(TEXT PASSAGE)
-=-=-

# Screw the English



## the_brain (May 1, 2011)

*Brain:* Vherf, I love it... Let me show you what the Scotts do to the English when they complain...

*Pinky:* BOOM!!! For the Bunnosaurus?!?

*Brain:* Yes, Pinky, it is time...


----------



## Johnpaul (Aug 15, 2011)

hahaha get that limey bastard!


----------



## neil (Aug 21, 2011)

you had it coming, paul.


----------



## Packerjh (Nov 29, 2009)

get him Ian...It's the least he deserves for calling himself a bun-dinosaur!


----------



## aaron72 (Jul 14, 2011)

Might want to buy a bunch of Cool Hwhip to sooth those burns before this one lands Paul.


----------



## Mante (Dec 25, 2009)

I reckon "Nail" him but screw will do for now.


----------



## kozzman555 (Sep 10, 2011)

Blow that dirty Brit out of the water!!! Power that BOOM???-Star up to 107!!!!


----------



## kapathy (Nov 20, 2010)

hahahahaha bye bye brit... boom star 2 will prob suffice but i say over board is more the brains MO


----------



## max gas (Apr 11, 2011)

Later Paul, you're f*cked


----------



## sligub (Apr 6, 2011)

Whats this declaring war on the English and not inviting the other scots to join in.


----------



## TommyTree (Jan 7, 2012)

He deserves it just for saying baseball and cricket were the same sport!


----------



## hachigo (Feb 14, 2012)

I think he deserves it for saying cricket is even a sport.

Look out Paul. Ha Ha (Nelson voice)


----------



## StogieNinja (Jul 29, 2009)

Suckaaaaaa!


----------



## vink (Nov 29, 2011)

Hope Rex got an empty humidor somewhere!


----------



## sligub (Apr 6, 2011)

TommyTree said:


> He deserves it just for saying baseball and cricket were the same sport!


Yeh he got that wrong, baseball is like rounders we stop playing it at 10 cause it's a kids game.


----------



## DarrelMorris (Feb 7, 2012)

-=-=-

(EXTRACTED DATA)
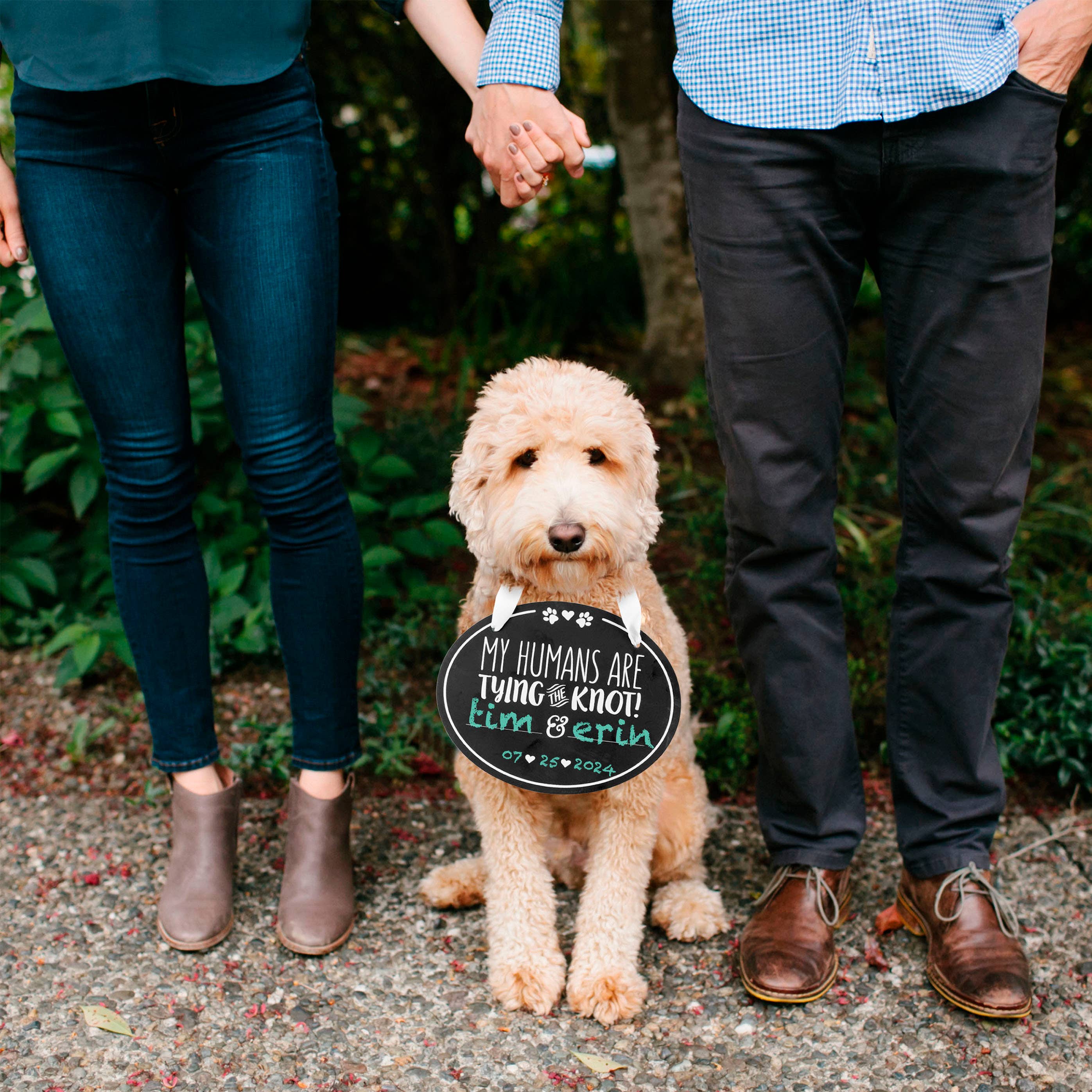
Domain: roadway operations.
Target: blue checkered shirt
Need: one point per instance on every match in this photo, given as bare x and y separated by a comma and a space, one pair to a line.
795, 64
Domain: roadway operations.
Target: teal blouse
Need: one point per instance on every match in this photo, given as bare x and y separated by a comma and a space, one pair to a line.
89, 45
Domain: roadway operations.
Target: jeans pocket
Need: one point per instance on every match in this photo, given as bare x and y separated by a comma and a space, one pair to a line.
1019, 80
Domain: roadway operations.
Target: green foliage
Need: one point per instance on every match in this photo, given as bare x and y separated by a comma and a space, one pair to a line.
1043, 717
413, 199
1044, 710
81, 736
56, 589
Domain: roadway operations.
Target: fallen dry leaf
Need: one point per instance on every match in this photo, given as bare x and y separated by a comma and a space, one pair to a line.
597, 1064
888, 921
874, 955
97, 1016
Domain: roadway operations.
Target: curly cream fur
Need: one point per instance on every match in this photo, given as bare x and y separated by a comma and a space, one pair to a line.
613, 843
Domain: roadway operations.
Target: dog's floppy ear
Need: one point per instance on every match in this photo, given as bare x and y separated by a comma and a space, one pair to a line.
469, 477
647, 474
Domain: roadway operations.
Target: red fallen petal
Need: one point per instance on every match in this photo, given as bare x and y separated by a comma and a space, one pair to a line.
888, 921
874, 955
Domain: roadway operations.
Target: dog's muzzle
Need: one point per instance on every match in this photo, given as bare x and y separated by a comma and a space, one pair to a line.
567, 538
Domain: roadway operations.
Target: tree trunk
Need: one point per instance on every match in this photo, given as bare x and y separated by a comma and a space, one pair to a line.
641, 104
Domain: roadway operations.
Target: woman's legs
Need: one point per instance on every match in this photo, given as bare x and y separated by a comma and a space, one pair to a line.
102, 220
260, 213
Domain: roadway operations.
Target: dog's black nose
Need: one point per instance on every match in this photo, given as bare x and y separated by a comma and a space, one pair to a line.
567, 538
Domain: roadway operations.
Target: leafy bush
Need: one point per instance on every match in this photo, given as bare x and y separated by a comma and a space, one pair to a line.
56, 589
1043, 717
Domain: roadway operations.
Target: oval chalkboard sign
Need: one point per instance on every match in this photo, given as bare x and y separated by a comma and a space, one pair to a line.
558, 700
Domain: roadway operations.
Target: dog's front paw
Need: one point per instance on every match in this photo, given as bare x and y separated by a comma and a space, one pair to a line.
687, 910
608, 994
460, 884
529, 981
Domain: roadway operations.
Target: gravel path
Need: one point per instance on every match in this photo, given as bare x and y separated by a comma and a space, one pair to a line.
404, 1004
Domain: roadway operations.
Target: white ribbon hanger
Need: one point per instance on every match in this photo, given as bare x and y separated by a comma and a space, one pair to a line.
629, 608
508, 600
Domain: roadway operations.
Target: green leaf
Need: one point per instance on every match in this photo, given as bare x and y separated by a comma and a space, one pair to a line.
414, 542
16, 432
364, 505
251, 641
83, 488
348, 411
598, 1064
45, 467
420, 506
27, 362
31, 316
36, 572
86, 651
365, 447
391, 467
226, 612
14, 591
64, 422
444, 532
120, 646
58, 396
97, 1016
68, 636
380, 555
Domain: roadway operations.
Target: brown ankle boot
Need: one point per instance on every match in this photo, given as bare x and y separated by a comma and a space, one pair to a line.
196, 902
787, 952
317, 899
974, 958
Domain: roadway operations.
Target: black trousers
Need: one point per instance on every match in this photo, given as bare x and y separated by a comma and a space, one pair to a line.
955, 212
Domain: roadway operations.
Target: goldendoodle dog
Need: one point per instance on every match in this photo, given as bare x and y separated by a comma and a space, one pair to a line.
556, 485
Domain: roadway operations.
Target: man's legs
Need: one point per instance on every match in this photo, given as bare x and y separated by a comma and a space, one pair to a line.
963, 262
777, 220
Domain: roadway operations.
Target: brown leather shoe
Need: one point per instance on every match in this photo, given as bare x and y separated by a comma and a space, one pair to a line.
787, 952
317, 899
974, 959
196, 904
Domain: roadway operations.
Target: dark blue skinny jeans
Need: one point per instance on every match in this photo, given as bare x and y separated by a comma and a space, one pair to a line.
118, 189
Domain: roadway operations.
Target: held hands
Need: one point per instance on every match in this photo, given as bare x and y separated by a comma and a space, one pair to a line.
13, 240
520, 134
1054, 38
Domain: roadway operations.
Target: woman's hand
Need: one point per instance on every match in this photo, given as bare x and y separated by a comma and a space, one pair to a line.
520, 134
13, 240
1054, 39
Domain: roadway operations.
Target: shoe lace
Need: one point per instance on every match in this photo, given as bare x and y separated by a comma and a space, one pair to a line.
972, 874
825, 895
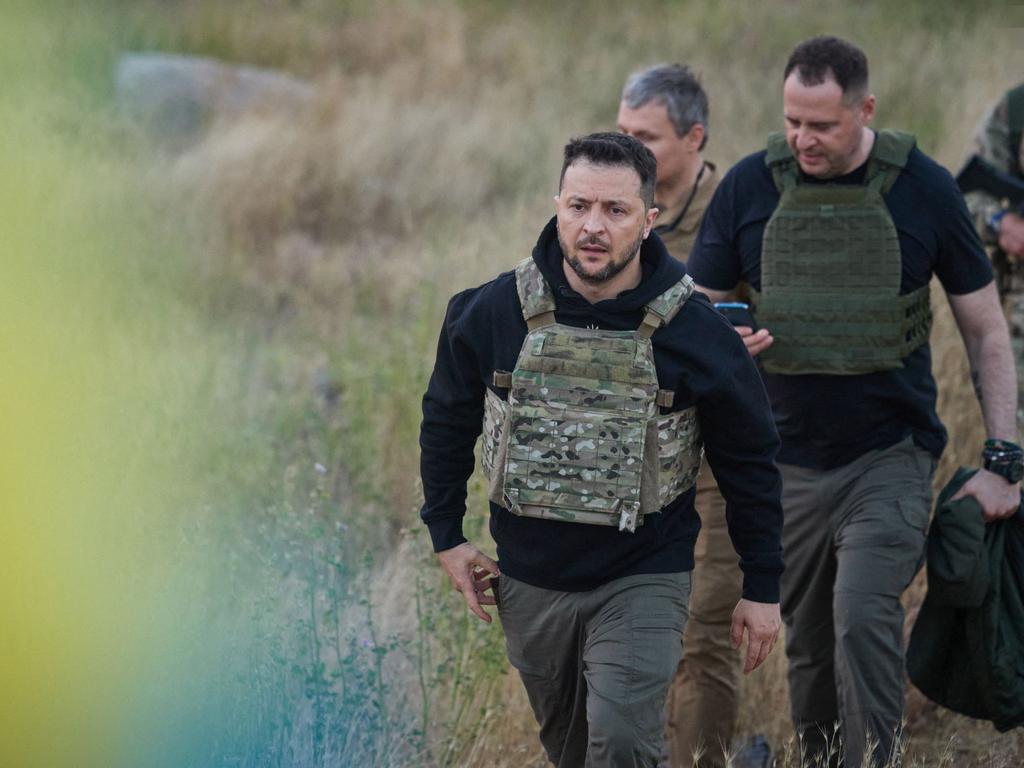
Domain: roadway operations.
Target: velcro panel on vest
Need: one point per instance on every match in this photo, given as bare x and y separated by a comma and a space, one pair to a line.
678, 454
536, 297
579, 426
841, 334
889, 156
665, 307
829, 284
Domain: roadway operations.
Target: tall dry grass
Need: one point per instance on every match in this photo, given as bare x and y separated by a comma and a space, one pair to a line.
426, 166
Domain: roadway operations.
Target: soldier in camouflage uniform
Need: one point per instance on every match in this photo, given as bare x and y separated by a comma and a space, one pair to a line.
597, 376
666, 109
999, 140
836, 230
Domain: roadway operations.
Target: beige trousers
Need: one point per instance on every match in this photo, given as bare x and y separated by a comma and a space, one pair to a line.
702, 699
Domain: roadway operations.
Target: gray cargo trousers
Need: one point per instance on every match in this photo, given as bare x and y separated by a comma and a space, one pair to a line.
597, 665
853, 539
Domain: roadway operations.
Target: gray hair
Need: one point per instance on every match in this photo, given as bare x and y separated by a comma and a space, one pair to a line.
677, 89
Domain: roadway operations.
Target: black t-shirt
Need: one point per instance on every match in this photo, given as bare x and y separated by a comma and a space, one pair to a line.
697, 355
828, 421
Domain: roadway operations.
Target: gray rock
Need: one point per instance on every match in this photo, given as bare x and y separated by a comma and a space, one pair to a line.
175, 97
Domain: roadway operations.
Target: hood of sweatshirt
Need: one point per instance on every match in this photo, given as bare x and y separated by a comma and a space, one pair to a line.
659, 272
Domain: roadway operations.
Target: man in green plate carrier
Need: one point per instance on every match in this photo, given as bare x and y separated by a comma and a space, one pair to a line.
837, 230
596, 375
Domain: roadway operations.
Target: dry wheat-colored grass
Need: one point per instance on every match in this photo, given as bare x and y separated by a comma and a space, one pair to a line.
427, 166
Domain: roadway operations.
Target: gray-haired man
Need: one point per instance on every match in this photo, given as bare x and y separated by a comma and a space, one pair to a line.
666, 109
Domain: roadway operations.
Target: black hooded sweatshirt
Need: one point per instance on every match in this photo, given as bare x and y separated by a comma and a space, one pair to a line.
697, 355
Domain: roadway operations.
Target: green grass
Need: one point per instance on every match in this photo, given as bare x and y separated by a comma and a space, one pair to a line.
246, 330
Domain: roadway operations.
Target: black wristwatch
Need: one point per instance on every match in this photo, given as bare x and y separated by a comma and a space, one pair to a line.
1005, 459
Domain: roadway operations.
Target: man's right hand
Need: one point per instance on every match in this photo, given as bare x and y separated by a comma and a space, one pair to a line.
755, 342
1012, 236
470, 572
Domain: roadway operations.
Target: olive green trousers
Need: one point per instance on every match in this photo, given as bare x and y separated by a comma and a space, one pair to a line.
597, 665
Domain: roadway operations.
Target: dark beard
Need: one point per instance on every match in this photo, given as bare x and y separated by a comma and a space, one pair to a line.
606, 272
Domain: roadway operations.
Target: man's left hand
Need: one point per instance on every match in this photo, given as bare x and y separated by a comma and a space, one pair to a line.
762, 623
997, 498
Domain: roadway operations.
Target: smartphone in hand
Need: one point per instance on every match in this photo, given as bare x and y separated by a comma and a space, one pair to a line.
737, 312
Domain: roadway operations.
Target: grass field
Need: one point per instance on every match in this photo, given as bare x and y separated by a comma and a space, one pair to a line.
216, 355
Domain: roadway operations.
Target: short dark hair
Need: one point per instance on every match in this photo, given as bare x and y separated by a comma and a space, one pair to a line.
676, 88
614, 150
818, 57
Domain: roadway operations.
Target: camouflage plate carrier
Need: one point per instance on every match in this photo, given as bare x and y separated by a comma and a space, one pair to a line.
581, 437
830, 269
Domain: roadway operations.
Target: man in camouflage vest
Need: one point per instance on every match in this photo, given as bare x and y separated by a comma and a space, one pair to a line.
666, 109
596, 374
836, 231
999, 140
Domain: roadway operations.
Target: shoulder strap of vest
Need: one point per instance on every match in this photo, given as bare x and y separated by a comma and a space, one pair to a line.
888, 158
663, 308
535, 295
779, 160
1015, 120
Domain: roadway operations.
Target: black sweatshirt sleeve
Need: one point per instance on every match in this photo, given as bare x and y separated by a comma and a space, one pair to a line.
740, 444
453, 413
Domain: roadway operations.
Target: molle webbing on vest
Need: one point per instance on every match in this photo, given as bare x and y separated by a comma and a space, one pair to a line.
580, 437
830, 271
1015, 121
825, 340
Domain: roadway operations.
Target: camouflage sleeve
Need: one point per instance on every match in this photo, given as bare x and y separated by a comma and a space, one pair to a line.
991, 142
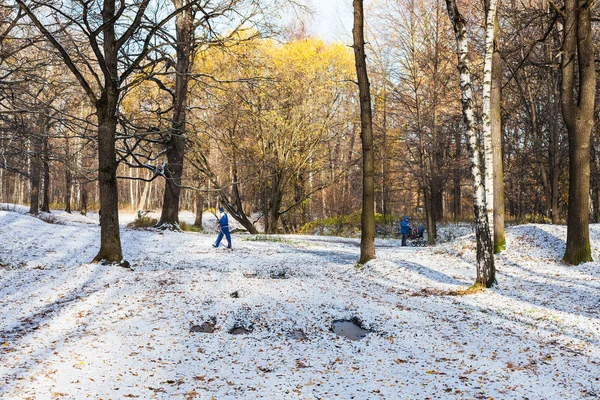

-=-=-

Please write out the thread again, starting at the words "## TommyTree (Jan" and stopping after "Ha (Nelson voice)", with "cricket" changed to "rugby" throughout.

## TommyTree (Jan 7, 2012)

He deserves it just for saying baseball and rugby were the same sport!


----------



## hachigo (Feb 14, 2012)

I think he deserves it for saying rugby is even a sport.

Look out Paul. Ha Ha (Nelson voice)